**Exercícios propostos**
#1 Reproduza sem alterações a passagem do trecho sobre a ação Brasiliana que vai de "A pesquisadora Almerinda" até "ao absoluto silêncio.", inclusive.
#2 Indique se cada afirmação abaixo está de acordo com o trecho sobre a ação Brasiliana, respondendo sim ou não e citando literalmente as palavras do trecho que decidem a questão. (a) O Serviço de Turismo da Prefeitura de Vitória ficava num sobrado atrás do Teatro Carlos Gomes. (b) O teor irônico da proposta foi amplamente percebido pelos militares e pelo público capixaba. (c) No cubo se destacava uma faixa azul e branca.

**Trecho do texto**
E lá fui provocar, no Serviço de Turismo da Prefeitura de Vitória, que ficava num sobrado atrás do Teatro Carlos Gomes. Com um carimbo e um cubo que servia de base para as pessoas carimbarem a vontade: “Amo-o e So Long”.

Batizei a ação de ‘Brasiliana’, já pensando vivenciar novos ares no exterior, numa espécie de autoexílio voluntário e fugaz.

No cubo, além de poesias se destacava também uma faixa verde e amarela, dessacralizando as cores que os militares se apoderaram sem cerimônia, como propriedade da ditadura.

A pesquisadora Almerinda Lopes em texto ainda inédito fez leitura consistente do evento, do qual extraímos pequenas passagens:

“O ato de carimbar assumia, portanto, uma conotação irônica, alertando da ação repressora da ditadura militar, numa época em que carimbar era sinônimo de reprovar, e um simples carimbo interditava a concretização de sonhos, tornando inelegíveis muitas tentativas de agir, dizer e exprimir. O carimbador era nada mais nada menos que um repressor insensível, que reprimia a liberdade, condenando à inação e ao absoluto silêncio.

O teor irônico da proposta manteve-se, no entanto, velado ou passou praticamente despercebido aos militares e ao público capixaba, que tinham dificuldade em fruir esse gênero de manifestação plástica, pelo seu ineditismo, apesar de que tudo aquilo que destoasse da norma era não raramente interpretado como afronta ou provocação.

O potencial criativo e o desprendimento do jovem capixaba não deixam de ser surpreendentes, tanto por ele viver e trabalhar distante dos centros hegemônicos do país; segundo porque ao pôr em xeque os valores artísticos do passado acadêmico que ainda imperavam no meio local, Atílio Gomes Ferreira [Nenna] se propunha assumir um outro desafio: pôr o público do Espírito Santo em contato direto com a arte contemporânea, retirando-o do isolamento e libertando-o da camisa de força do atraso cultural.

[Dados extraídos de uma coleção]
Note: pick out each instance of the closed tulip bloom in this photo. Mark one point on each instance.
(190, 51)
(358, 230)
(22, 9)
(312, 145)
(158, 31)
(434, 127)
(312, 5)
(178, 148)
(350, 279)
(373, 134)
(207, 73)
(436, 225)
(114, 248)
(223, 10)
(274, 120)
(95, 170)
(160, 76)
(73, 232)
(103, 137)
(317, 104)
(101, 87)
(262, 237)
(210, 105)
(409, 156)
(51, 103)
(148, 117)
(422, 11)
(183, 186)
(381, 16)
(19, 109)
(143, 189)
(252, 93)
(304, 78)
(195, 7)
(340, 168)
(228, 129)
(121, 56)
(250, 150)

**As respostas**
#1
A pesquisadora Almerinda Lopes em texto ainda inédito fez leitura consistente do evento, do qual extraímos pequenas passagens:

“O ato de carimbar assumia, portanto, uma conotação irônica, alertando da ação repressora da ditadura militar, numa época em que carimbar era sinônimo de reprovar, e um simples carimbo interditava a concretização de sonhos, tornando inelegíveis muitas tentativas de agir, dizer e exprimir. O carimbador era nada mais nada menos que um repressor insensível, que reprimia a liberdade, condenando à inação e ao absoluto silêncio.

#2
(a) Sim: "que ficava num sobrado atrás do Teatro Carlos Gomes".
(b) Não: "manteve-se, no entanto, velado ou passou praticamente despercebido aos militares e ao público capixaba".
(c) Não: "se destacava também uma faixa verde e amarela".